WRITTEN REQUEST:
Present every line of the entries below as a numbered list, skipping any blank lines. Leave the pictures out of your answer.

Location annotation dataset excerpts

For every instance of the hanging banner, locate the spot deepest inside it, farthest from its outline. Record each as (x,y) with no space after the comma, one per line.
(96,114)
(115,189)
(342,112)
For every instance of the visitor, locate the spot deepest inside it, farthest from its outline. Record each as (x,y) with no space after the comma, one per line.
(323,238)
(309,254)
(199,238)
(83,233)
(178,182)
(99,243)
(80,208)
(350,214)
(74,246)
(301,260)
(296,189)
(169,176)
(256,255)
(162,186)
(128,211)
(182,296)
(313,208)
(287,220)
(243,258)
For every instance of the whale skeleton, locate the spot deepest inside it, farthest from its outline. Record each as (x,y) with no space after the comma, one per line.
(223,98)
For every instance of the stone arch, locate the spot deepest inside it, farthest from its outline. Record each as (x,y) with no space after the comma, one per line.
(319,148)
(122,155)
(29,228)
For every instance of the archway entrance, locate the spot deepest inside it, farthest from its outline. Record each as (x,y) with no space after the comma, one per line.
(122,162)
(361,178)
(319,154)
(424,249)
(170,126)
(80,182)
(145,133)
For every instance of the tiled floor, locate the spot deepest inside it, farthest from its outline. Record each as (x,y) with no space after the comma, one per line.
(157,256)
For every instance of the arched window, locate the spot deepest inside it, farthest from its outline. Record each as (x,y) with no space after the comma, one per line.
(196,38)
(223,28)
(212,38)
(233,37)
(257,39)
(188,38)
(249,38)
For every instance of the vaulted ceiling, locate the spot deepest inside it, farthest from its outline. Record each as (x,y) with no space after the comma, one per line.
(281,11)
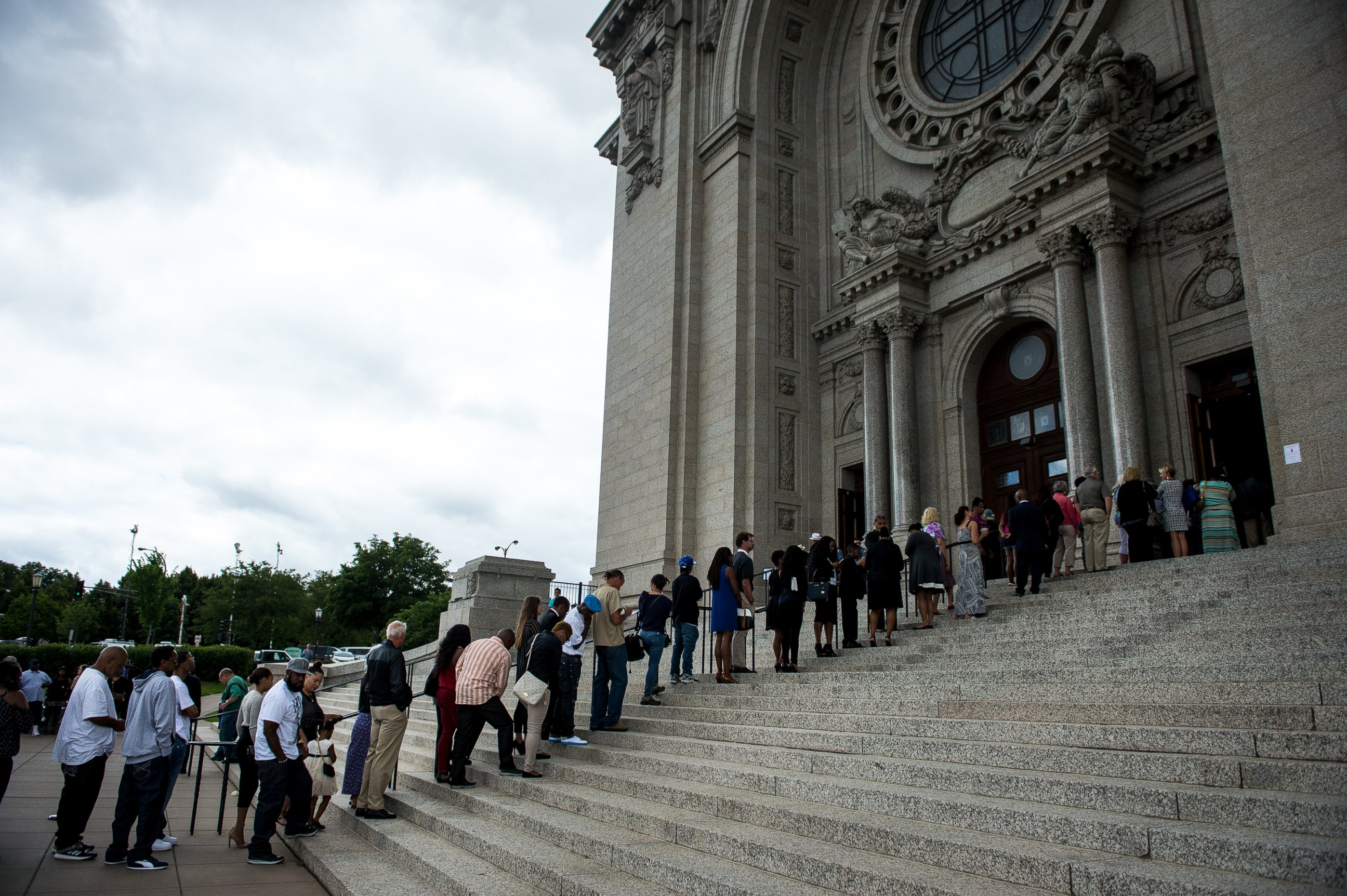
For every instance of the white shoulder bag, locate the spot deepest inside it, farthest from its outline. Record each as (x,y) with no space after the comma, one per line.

FINISHED TASK:
1. For every instance of the hanging banner, locate the spot deepest inside it, farthest from its outline. Record each as (x,y) with no space after the comma, one per line.
2. (96,114)
3. (115,189)
4. (342,112)
5. For every instance of the visitor, locate the spot deepest inside it, farthest from its outline. Record each as (x,y) with no space after the comma, one per line.
6. (323,238)
7. (309,254)
8. (199,238)
9. (83,233)
10. (178,182)
11. (99,243)
12. (80,208)
13. (350,214)
14. (74,246)
15. (301,260)
16. (296,189)
17. (169,176)
18. (256,255)
19. (162,186)
20. (128,211)
21. (182,296)
22. (313,208)
23. (287,220)
24. (243,258)
25. For every instance of the whale skeleton, locate the spot deepest inside it, farthest from its outline. Record each as (x,y) with no space after the comma, one per line.
26. (223,98)
27. For every instance of the stone arch, locate the spot deepest inside it, farthest from its outline. Record each as (x,y) with no space after the comma, one per line.
28. (319,148)
29. (122,155)
30. (29,228)
31. For every instance of the archway entrance, locate the spot deepest inside it, farthest from its outline. Record each as (x,y) with no space after the comma, one per line.
32. (122,162)
33. (361,178)
34. (319,154)
35. (424,249)
36. (170,126)
37. (80,182)
38. (145,133)
39. For every instance of the tiled floor, locate the spot deepest inside it, farthest from its outline. Record each as (x,y) with no space after the comma, one per line.
40. (157,256)
41. For every instance of the arched window, locate the spot deepest inside it, farthest from its outline. Record each as (x,y) with no space after the comma, one per line.
42. (196,38)
43. (223,28)
44. (212,38)
45. (233,37)
46. (257,39)
47. (188,38)
48. (249,38)
49. For every instance of the vaulted ceiling, locate the spot deepest inside it, farthest from its outline. Record each as (x,y) with no space after the comma, one per line.
50. (281,11)
51. For every instance of the white shoulder bag, locate the spot deepest inside it, farthest from its outline. Record each as (x,y) with no space after the comma, one per line.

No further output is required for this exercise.